Copy the listing from its first line through the line containing "top-left (0, 0), bottom-right (443, 84)", renaming "Subject" to "Target" throughout and leaving all other text unchanged.

— START OF Records provided —

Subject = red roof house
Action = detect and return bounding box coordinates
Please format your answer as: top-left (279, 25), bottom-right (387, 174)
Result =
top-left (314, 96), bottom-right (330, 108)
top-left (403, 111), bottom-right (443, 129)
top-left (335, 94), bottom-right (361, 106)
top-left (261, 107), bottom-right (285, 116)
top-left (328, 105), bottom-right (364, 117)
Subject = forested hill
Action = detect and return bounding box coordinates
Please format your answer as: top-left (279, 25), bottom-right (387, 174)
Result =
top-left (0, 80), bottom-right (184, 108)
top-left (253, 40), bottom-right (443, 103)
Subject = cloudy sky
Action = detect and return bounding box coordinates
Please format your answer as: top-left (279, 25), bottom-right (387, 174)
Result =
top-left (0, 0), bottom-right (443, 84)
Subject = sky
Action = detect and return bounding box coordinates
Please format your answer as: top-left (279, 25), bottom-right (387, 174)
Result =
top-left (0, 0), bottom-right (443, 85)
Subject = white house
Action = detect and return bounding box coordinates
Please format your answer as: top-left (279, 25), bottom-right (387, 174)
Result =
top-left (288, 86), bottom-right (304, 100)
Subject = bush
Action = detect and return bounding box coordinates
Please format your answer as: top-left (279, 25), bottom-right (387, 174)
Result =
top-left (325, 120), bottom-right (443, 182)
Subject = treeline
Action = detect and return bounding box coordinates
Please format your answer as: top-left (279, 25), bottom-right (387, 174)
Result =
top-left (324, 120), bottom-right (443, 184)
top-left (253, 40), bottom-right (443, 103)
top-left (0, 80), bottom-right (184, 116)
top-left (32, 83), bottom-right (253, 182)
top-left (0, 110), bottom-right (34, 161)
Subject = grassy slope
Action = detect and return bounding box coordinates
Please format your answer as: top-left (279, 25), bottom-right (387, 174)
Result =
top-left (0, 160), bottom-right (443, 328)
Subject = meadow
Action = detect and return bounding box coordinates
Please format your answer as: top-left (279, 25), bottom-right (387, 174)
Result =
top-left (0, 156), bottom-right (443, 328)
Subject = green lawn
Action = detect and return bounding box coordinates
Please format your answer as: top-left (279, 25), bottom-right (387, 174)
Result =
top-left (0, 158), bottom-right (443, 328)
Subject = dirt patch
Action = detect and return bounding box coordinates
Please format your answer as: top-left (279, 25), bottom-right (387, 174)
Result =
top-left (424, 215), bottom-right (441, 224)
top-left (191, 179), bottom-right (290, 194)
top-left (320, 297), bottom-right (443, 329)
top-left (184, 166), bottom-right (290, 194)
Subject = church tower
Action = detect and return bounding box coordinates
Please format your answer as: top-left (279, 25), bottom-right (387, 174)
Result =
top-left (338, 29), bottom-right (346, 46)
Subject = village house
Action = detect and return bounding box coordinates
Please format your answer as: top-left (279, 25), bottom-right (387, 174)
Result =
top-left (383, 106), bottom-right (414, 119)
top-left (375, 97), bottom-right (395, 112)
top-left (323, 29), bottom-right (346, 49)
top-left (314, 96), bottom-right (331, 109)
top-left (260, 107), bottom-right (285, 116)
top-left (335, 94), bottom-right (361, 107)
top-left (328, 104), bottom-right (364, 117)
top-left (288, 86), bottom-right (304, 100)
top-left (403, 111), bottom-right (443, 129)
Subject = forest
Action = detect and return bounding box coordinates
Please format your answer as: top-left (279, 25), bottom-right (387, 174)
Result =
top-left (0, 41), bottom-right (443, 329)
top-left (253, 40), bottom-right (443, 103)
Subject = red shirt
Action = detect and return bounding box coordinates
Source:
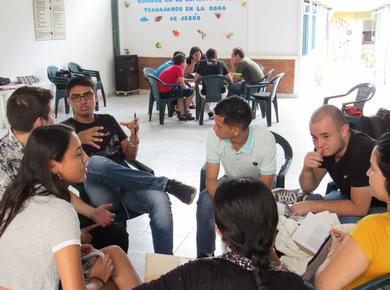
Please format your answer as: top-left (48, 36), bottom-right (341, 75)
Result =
top-left (157, 64), bottom-right (184, 93)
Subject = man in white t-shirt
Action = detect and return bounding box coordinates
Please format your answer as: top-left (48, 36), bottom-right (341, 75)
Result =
top-left (196, 97), bottom-right (276, 257)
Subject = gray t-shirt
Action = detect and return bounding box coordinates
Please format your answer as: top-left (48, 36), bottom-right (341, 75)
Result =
top-left (235, 57), bottom-right (264, 83)
top-left (0, 195), bottom-right (80, 290)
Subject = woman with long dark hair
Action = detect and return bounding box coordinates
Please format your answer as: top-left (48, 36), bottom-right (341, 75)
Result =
top-left (0, 125), bottom-right (140, 290)
top-left (315, 133), bottom-right (390, 290)
top-left (135, 178), bottom-right (304, 290)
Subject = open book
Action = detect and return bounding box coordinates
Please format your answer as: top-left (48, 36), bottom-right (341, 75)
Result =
top-left (292, 212), bottom-right (332, 254)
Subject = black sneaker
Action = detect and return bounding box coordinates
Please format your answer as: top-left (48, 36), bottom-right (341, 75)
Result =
top-left (165, 179), bottom-right (196, 204)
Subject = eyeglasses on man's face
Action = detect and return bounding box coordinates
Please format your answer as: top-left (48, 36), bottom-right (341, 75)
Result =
top-left (70, 91), bottom-right (93, 102)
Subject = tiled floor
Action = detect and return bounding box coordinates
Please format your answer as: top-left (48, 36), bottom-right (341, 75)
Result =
top-left (0, 83), bottom-right (390, 277)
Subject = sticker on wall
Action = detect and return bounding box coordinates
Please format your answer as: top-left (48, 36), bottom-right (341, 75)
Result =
top-left (172, 30), bottom-right (180, 37)
top-left (225, 32), bottom-right (234, 39)
top-left (196, 29), bottom-right (206, 39)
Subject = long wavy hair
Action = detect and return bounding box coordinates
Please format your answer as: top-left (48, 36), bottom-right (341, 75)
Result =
top-left (376, 132), bottom-right (390, 196)
top-left (0, 125), bottom-right (73, 237)
top-left (213, 178), bottom-right (278, 290)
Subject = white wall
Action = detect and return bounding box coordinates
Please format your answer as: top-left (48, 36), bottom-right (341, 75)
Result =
top-left (119, 0), bottom-right (301, 58)
top-left (0, 0), bottom-right (114, 92)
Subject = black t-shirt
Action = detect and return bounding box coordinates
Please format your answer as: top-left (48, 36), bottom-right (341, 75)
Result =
top-left (195, 59), bottom-right (229, 95)
top-left (133, 258), bottom-right (305, 290)
top-left (321, 130), bottom-right (386, 206)
top-left (62, 114), bottom-right (127, 165)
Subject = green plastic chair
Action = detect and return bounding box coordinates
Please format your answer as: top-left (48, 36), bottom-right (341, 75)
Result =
top-left (353, 273), bottom-right (390, 290)
top-left (249, 73), bottom-right (284, 127)
top-left (199, 131), bottom-right (293, 191)
top-left (145, 74), bottom-right (185, 125)
top-left (68, 62), bottom-right (106, 110)
top-left (47, 65), bottom-right (70, 117)
top-left (195, 75), bottom-right (232, 125)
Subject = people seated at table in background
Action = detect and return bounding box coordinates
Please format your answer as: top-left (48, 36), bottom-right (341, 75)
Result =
top-left (134, 178), bottom-right (304, 290)
top-left (195, 48), bottom-right (232, 118)
top-left (157, 54), bottom-right (195, 121)
top-left (0, 87), bottom-right (129, 252)
top-left (291, 105), bottom-right (386, 223)
top-left (184, 46), bottom-right (205, 78)
top-left (315, 133), bottom-right (390, 290)
top-left (154, 51), bottom-right (185, 77)
top-left (64, 76), bottom-right (196, 255)
top-left (196, 97), bottom-right (276, 257)
top-left (227, 47), bottom-right (264, 97)
top-left (0, 125), bottom-right (137, 290)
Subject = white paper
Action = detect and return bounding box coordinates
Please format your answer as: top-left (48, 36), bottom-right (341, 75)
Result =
top-left (292, 212), bottom-right (332, 254)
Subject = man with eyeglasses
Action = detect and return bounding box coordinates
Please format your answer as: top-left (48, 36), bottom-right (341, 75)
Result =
top-left (64, 76), bottom-right (196, 255)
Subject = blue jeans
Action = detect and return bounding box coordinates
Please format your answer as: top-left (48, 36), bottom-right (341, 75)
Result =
top-left (196, 189), bottom-right (215, 255)
top-left (306, 190), bottom-right (387, 224)
top-left (84, 156), bottom-right (173, 255)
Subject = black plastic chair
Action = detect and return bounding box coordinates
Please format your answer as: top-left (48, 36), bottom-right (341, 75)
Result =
top-left (47, 65), bottom-right (70, 117)
top-left (145, 74), bottom-right (185, 125)
top-left (249, 73), bottom-right (284, 127)
top-left (195, 75), bottom-right (232, 125)
top-left (68, 62), bottom-right (106, 109)
top-left (324, 83), bottom-right (376, 113)
top-left (199, 131), bottom-right (293, 191)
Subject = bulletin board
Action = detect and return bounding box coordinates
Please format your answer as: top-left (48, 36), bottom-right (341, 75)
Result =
top-left (119, 0), bottom-right (248, 57)
top-left (33, 0), bottom-right (66, 40)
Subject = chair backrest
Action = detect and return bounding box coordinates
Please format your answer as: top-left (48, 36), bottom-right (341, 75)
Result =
top-left (347, 83), bottom-right (376, 112)
top-left (270, 131), bottom-right (293, 188)
top-left (195, 75), bottom-right (232, 102)
top-left (68, 62), bottom-right (83, 73)
top-left (353, 273), bottom-right (390, 290)
top-left (269, 73), bottom-right (285, 100)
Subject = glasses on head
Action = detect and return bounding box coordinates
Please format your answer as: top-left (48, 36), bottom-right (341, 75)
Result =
top-left (70, 91), bottom-right (93, 102)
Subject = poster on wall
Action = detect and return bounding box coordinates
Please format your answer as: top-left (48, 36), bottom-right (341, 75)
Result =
top-left (120, 0), bottom-right (248, 57)
top-left (34, 0), bottom-right (66, 40)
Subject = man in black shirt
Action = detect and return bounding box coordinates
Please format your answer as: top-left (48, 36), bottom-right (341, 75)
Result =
top-left (64, 76), bottom-right (196, 254)
top-left (291, 105), bottom-right (386, 223)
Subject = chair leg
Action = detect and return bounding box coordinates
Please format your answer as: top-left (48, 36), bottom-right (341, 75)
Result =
top-left (199, 100), bottom-right (206, 125)
top-left (272, 95), bottom-right (279, 123)
top-left (265, 100), bottom-right (272, 127)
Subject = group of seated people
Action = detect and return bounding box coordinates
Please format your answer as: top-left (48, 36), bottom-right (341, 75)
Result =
top-left (0, 72), bottom-right (390, 290)
top-left (155, 46), bottom-right (264, 121)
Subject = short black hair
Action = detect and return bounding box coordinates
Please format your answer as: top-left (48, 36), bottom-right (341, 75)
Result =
top-left (214, 96), bottom-right (252, 130)
top-left (173, 53), bottom-right (186, 65)
top-left (206, 48), bottom-right (217, 59)
top-left (66, 76), bottom-right (95, 97)
top-left (7, 86), bottom-right (53, 133)
top-left (233, 47), bottom-right (245, 58)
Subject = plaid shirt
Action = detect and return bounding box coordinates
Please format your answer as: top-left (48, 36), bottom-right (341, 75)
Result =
top-left (0, 130), bottom-right (24, 199)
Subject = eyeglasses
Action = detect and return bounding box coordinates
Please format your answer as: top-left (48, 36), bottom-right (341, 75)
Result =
top-left (70, 91), bottom-right (93, 102)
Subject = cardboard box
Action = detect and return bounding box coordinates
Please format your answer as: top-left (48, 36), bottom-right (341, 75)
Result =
top-left (144, 253), bottom-right (191, 282)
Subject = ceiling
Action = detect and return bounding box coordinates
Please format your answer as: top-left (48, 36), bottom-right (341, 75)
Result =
top-left (316, 0), bottom-right (390, 12)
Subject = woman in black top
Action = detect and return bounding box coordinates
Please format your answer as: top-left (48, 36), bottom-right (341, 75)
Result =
top-left (134, 178), bottom-right (305, 290)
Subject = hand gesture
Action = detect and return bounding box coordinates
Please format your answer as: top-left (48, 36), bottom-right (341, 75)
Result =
top-left (91, 203), bottom-right (115, 227)
top-left (119, 118), bottom-right (139, 135)
top-left (80, 243), bottom-right (93, 257)
top-left (303, 149), bottom-right (324, 169)
top-left (89, 254), bottom-right (114, 284)
top-left (77, 126), bottom-right (104, 149)
top-left (328, 229), bottom-right (347, 255)
top-left (80, 224), bottom-right (99, 244)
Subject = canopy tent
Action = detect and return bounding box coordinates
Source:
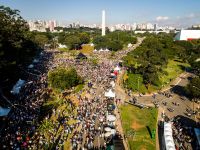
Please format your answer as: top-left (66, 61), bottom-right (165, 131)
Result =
top-left (107, 115), bottom-right (116, 122)
top-left (194, 128), bottom-right (200, 147)
top-left (105, 89), bottom-right (115, 98)
top-left (76, 53), bottom-right (87, 59)
top-left (104, 132), bottom-right (112, 137)
top-left (104, 48), bottom-right (110, 52)
top-left (28, 64), bottom-right (34, 69)
top-left (164, 122), bottom-right (175, 150)
top-left (10, 79), bottom-right (25, 94)
top-left (0, 107), bottom-right (10, 117)
top-left (114, 66), bottom-right (121, 71)
top-left (110, 129), bottom-right (116, 135)
top-left (104, 127), bottom-right (111, 132)
top-left (33, 59), bottom-right (39, 63)
top-left (110, 81), bottom-right (115, 88)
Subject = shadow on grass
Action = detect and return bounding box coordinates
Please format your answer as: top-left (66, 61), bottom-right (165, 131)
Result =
top-left (146, 126), bottom-right (152, 138)
top-left (171, 85), bottom-right (188, 97)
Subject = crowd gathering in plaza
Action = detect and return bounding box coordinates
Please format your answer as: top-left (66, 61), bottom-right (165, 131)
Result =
top-left (0, 47), bottom-right (123, 150)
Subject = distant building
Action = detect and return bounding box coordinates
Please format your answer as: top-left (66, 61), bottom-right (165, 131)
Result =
top-left (174, 30), bottom-right (200, 41)
top-left (101, 10), bottom-right (106, 36)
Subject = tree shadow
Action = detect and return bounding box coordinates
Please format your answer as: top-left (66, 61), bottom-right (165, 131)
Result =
top-left (146, 126), bottom-right (152, 138)
top-left (174, 115), bottom-right (200, 150)
top-left (170, 85), bottom-right (189, 97)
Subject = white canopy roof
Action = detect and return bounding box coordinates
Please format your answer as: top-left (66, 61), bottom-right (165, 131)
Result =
top-left (105, 89), bottom-right (115, 98)
top-left (164, 122), bottom-right (176, 150)
top-left (10, 79), bottom-right (25, 94)
top-left (0, 107), bottom-right (10, 116)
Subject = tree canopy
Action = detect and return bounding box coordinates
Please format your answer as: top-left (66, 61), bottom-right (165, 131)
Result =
top-left (123, 33), bottom-right (200, 91)
top-left (48, 68), bottom-right (83, 90)
top-left (93, 31), bottom-right (137, 51)
top-left (0, 6), bottom-right (39, 84)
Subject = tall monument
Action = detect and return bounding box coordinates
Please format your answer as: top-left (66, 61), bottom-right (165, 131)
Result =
top-left (101, 10), bottom-right (106, 36)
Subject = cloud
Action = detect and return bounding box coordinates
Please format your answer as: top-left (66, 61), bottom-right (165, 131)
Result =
top-left (156, 16), bottom-right (169, 21)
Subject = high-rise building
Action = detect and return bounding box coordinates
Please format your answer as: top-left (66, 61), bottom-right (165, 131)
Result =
top-left (102, 10), bottom-right (106, 36)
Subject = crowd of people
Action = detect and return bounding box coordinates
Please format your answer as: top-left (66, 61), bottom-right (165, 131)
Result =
top-left (0, 46), bottom-right (123, 149)
top-left (0, 51), bottom-right (56, 149)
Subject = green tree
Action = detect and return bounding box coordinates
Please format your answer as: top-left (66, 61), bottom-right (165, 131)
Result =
top-left (48, 68), bottom-right (83, 90)
top-left (186, 77), bottom-right (200, 98)
top-left (0, 6), bottom-right (39, 84)
top-left (34, 34), bottom-right (48, 48)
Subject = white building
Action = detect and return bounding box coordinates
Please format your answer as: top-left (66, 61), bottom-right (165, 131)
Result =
top-left (174, 30), bottom-right (200, 41)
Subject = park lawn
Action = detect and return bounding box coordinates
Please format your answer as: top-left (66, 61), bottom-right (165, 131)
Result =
top-left (120, 105), bottom-right (158, 150)
top-left (159, 60), bottom-right (190, 85)
top-left (81, 44), bottom-right (94, 55)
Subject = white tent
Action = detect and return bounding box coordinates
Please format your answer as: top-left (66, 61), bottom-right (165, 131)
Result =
top-left (105, 89), bottom-right (115, 98)
top-left (164, 122), bottom-right (175, 150)
top-left (0, 107), bottom-right (10, 116)
top-left (10, 79), bottom-right (25, 94)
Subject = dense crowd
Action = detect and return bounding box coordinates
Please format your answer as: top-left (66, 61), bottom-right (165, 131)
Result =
top-left (0, 51), bottom-right (56, 149)
top-left (0, 48), bottom-right (122, 149)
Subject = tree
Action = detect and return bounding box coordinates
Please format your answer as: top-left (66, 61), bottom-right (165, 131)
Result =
top-left (79, 32), bottom-right (90, 44)
top-left (65, 35), bottom-right (81, 50)
top-left (34, 34), bottom-right (48, 48)
top-left (0, 6), bottom-right (39, 85)
top-left (48, 68), bottom-right (83, 90)
top-left (186, 77), bottom-right (200, 98)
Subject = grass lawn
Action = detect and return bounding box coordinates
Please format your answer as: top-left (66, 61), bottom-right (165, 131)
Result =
top-left (120, 105), bottom-right (158, 150)
top-left (81, 44), bottom-right (94, 55)
top-left (124, 60), bottom-right (190, 93)
top-left (159, 60), bottom-right (190, 85)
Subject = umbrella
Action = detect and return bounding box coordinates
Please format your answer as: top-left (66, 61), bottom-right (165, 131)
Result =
top-left (104, 127), bottom-right (111, 132)
top-left (107, 115), bottom-right (116, 121)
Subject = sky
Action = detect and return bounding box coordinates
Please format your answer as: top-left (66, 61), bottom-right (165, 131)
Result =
top-left (0, 0), bottom-right (200, 27)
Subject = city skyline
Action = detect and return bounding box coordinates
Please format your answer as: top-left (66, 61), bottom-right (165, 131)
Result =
top-left (1, 0), bottom-right (200, 27)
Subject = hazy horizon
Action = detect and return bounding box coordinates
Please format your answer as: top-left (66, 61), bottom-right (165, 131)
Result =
top-left (0, 0), bottom-right (200, 27)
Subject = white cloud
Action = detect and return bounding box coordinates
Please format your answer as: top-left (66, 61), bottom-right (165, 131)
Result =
top-left (156, 16), bottom-right (169, 21)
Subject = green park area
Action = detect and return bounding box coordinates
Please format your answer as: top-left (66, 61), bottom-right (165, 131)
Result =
top-left (159, 60), bottom-right (190, 85)
top-left (120, 105), bottom-right (158, 150)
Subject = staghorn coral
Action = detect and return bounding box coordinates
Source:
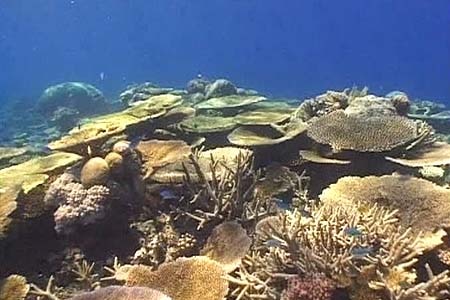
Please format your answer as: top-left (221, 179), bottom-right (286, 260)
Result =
top-left (307, 110), bottom-right (429, 152)
top-left (44, 174), bottom-right (112, 233)
top-left (319, 175), bottom-right (450, 234)
top-left (281, 274), bottom-right (336, 300)
top-left (177, 147), bottom-right (274, 229)
top-left (228, 205), bottom-right (450, 300)
top-left (132, 215), bottom-right (197, 268)
top-left (70, 286), bottom-right (171, 300)
top-left (119, 256), bottom-right (228, 300)
top-left (0, 275), bottom-right (30, 300)
top-left (200, 221), bottom-right (252, 273)
top-left (80, 157), bottom-right (109, 188)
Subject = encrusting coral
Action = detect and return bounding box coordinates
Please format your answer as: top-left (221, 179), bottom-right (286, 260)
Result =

— END OF Records provided —

- [The solution]:
Target = red roof house
Action = detect and return bounding box coordinates
Please format your answer as: top-left (279, 25), bottom-right (387, 174)
Result =
top-left (314, 96), bottom-right (330, 108)
top-left (403, 111), bottom-right (443, 129)
top-left (335, 94), bottom-right (361, 106)
top-left (261, 107), bottom-right (285, 116)
top-left (328, 105), bottom-right (364, 117)
Target = forested hill
Action = detect and return bounding box coordinates
Please format your answer as: top-left (279, 25), bottom-right (387, 174)
Result =
top-left (0, 80), bottom-right (184, 108)
top-left (253, 40), bottom-right (443, 103)
Target = cloudy sky
Action = detect and return bounding box coordinates
Please format your answer as: top-left (279, 25), bottom-right (387, 174)
Result =
top-left (0, 0), bottom-right (443, 84)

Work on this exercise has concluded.